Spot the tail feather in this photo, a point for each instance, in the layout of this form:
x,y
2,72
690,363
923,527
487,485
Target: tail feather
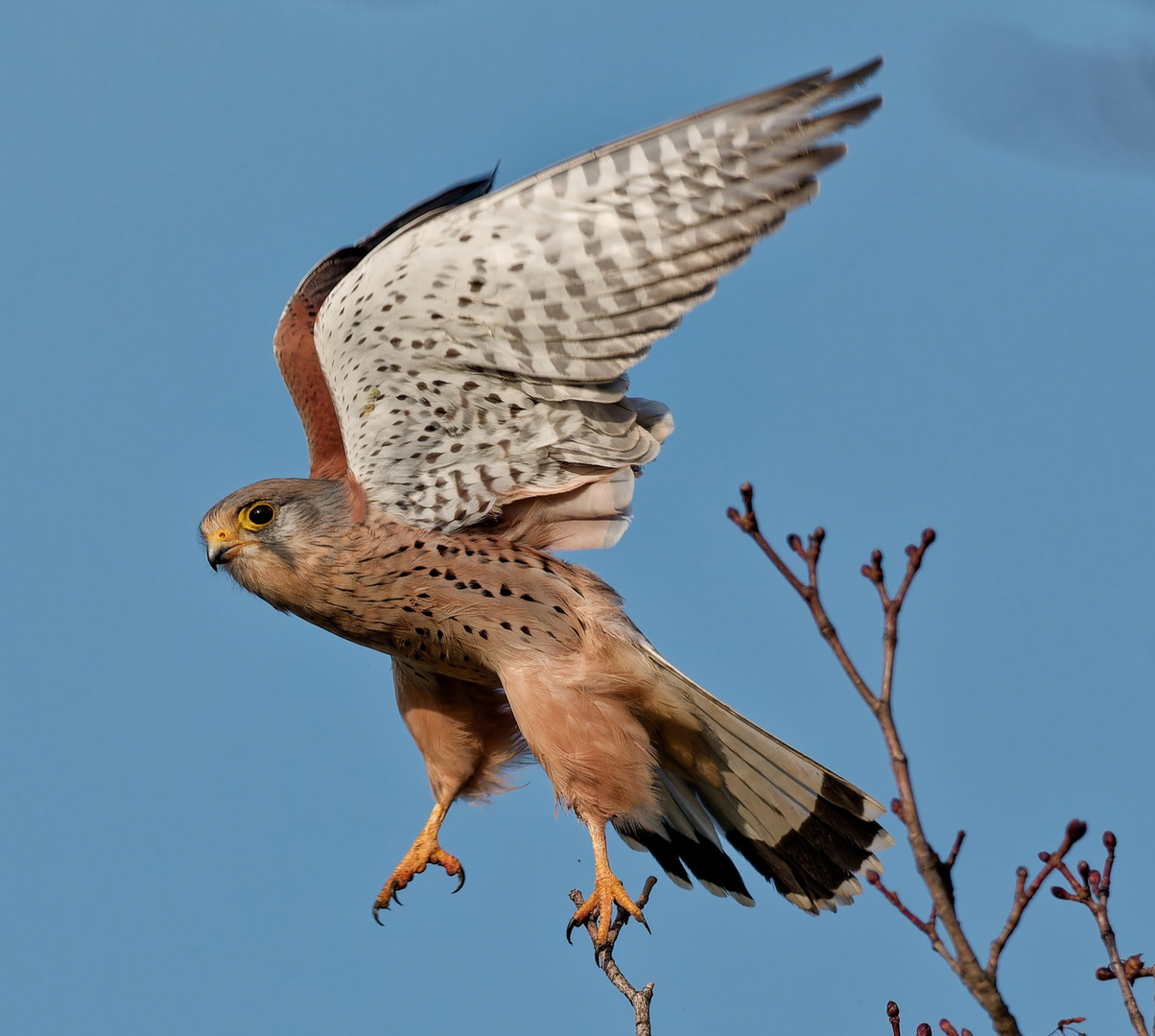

• • • •

* _Task details_:
State, as a number only, how many lines in the entries include "feather".

* _Output of the exercise_:
2